[WHAT YOU NEED TO DO] Could you render every line of the material below as a Markdown table with the columns "Row" and "Line", numbering each row and leaving out blank lines?

Stored records:

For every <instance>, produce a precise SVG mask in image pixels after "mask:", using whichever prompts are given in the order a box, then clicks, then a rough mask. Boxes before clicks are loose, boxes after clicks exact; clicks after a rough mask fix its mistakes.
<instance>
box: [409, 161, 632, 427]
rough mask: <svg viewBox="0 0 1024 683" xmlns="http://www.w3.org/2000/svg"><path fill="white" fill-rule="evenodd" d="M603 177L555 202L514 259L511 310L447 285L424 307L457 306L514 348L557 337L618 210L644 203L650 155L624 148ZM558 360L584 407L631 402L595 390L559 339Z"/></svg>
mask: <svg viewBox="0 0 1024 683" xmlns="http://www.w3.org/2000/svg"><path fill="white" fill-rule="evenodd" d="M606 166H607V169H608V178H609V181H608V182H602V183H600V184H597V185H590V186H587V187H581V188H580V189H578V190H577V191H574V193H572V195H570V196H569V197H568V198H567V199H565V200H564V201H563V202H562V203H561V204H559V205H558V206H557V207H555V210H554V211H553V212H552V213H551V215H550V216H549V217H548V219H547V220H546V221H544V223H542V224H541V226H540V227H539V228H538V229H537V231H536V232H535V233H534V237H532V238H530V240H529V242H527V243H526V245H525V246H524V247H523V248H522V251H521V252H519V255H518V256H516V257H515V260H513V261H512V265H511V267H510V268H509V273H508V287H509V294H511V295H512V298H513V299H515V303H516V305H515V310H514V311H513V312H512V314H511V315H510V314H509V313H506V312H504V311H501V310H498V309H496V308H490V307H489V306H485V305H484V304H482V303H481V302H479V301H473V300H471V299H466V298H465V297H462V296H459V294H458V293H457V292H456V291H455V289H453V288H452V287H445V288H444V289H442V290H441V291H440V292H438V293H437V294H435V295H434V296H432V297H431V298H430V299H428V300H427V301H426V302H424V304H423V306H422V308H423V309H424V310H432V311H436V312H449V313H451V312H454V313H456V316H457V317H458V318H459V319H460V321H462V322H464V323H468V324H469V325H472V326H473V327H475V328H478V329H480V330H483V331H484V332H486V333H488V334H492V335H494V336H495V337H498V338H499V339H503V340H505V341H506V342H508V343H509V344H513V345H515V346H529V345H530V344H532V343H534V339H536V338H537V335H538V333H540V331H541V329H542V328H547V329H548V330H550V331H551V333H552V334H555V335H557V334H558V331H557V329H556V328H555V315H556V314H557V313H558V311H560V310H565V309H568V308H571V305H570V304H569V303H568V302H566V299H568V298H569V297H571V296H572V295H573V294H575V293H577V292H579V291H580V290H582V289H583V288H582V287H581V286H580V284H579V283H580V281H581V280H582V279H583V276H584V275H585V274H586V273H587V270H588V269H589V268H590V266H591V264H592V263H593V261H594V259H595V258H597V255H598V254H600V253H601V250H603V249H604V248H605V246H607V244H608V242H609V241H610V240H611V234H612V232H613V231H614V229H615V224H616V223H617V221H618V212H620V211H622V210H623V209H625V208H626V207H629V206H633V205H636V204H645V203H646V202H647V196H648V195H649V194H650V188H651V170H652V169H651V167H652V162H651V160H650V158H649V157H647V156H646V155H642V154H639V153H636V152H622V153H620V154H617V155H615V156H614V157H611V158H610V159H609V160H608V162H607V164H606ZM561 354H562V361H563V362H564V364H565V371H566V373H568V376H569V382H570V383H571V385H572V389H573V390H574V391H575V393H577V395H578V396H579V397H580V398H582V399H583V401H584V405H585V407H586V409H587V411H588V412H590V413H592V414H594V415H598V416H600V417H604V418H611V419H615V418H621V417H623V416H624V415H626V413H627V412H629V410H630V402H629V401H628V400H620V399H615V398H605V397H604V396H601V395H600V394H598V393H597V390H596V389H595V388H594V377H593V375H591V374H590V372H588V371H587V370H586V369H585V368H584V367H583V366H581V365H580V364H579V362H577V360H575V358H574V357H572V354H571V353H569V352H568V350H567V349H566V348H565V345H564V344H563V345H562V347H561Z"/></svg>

[ANSWER TO THIS EXERCISE]
| Row | Line |
|---|---|
| 1 | For every <instance>, produce a precise SVG mask in image pixels after "mask:", using whichever prompts are given in the order a box, then clicks, then a rough mask. Boxes before clicks are loose, boxes after clicks exact; clicks after a rough mask fix its mistakes. |
| 2 | <instance> |
| 3 | box: [409, 161, 632, 427] |
| 4 | rough mask: <svg viewBox="0 0 1024 683" xmlns="http://www.w3.org/2000/svg"><path fill="white" fill-rule="evenodd" d="M603 177L555 202L514 259L511 310L447 285L424 307L457 306L514 348L557 337L618 210L644 203L650 155L624 148ZM558 360L584 407L631 402L595 390L559 339Z"/></svg> |
| 5 | mask: <svg viewBox="0 0 1024 683" xmlns="http://www.w3.org/2000/svg"><path fill="white" fill-rule="evenodd" d="M606 166H607V169H608V178H609V181H608V182H602V183H600V184H597V185H590V186H587V187H581V188H580V189H578V190H577V191H574V193H572V195H570V196H569V197H568V198H567V199H565V200H564V201H563V202H562V203H561V204H559V205H558V206H557V207H555V210H554V211H553V212H552V213H551V215H550V216H549V217H548V219H547V220H546V221H544V223H542V224H541V226H540V227H539V228H538V229H537V231H536V232H535V233H534V237H532V238H530V240H529V242H527V243H526V245H525V246H524V247H523V248H522V251H521V252H519V255H518V256H516V257H515V260H513V261H512V265H511V267H510V268H509V273H508V287H509V294H511V295H512V298H513V299H515V303H516V305H515V310H514V311H513V312H512V314H511V315H510V314H509V313H506V312H504V311H501V310H498V309H496V308H490V307H489V306H485V305H484V304H482V303H481V302H479V301H473V300H471V299H466V298H465V297H462V296H459V294H458V293H457V292H456V291H455V289H453V288H452V287H445V288H444V289H442V290H441V291H440V292H438V293H437V294H435V295H434V296H432V297H431V298H430V299H428V300H427V301H426V302H424V304H423V306H422V308H423V309H424V310H432V311H436V312H449V313H451V312H454V313H456V316H457V317H458V318H459V319H460V321H462V322H464V323H468V324H469V325H472V326H473V327H475V328H478V329H480V330H483V331H484V332H486V333H488V334H492V335H494V336H495V337H498V338H499V339H503V340H505V341H506V342H508V343H509V344H513V345H515V346H529V345H530V344H532V343H534V339H536V338H537V335H538V333H540V331H541V329H542V328H547V329H548V330H550V331H551V333H552V334H555V335H557V334H558V331H557V329H556V328H555V315H556V314H557V313H558V311H560V310H565V309H568V308H571V305H570V304H569V303H568V302H566V299H568V298H569V297H571V296H572V295H573V294H575V293H577V292H579V291H580V290H582V289H583V288H582V287H581V286H580V284H579V283H580V281H581V280H582V279H583V276H584V275H585V274H586V273H587V270H588V269H589V268H590V266H591V264H592V263H593V261H594V259H595V258H597V255H598V254H600V253H601V250H603V249H604V248H605V246H607V244H608V242H609V241H610V240H611V234H612V232H613V231H614V229H615V224H616V223H617V221H618V212H620V211H622V210H623V209H625V208H626V207H629V206H633V205H636V204H645V203H646V202H647V196H648V195H649V194H650V188H651V170H652V169H651V167H652V162H651V160H650V158H649V157H647V156H646V155H642V154H639V153H636V152H622V153H620V154H617V155H615V156H614V157H611V158H610V159H609V160H608V162H607V164H606ZM561 354H562V361H563V362H564V364H565V371H566V373H568V376H569V382H570V383H571V385H572V389H573V390H574V391H575V393H577V395H578V396H579V397H580V398H582V399H583V401H584V405H585V407H586V409H587V411H588V412H590V413H592V414H594V415H598V416H600V417H604V418H611V419H615V418H621V417H623V416H624V415H626V413H627V412H629V410H630V402H629V401H628V400H620V399H615V398H605V397H604V396H601V395H600V394H598V393H597V390H596V389H595V388H594V377H593V375H591V374H590V372H588V371H587V370H586V369H585V368H584V367H583V366H581V365H580V364H579V362H577V360H575V358H574V357H572V354H571V353H569V352H568V350H567V349H566V348H565V345H564V344H563V345H562V347H561Z"/></svg> |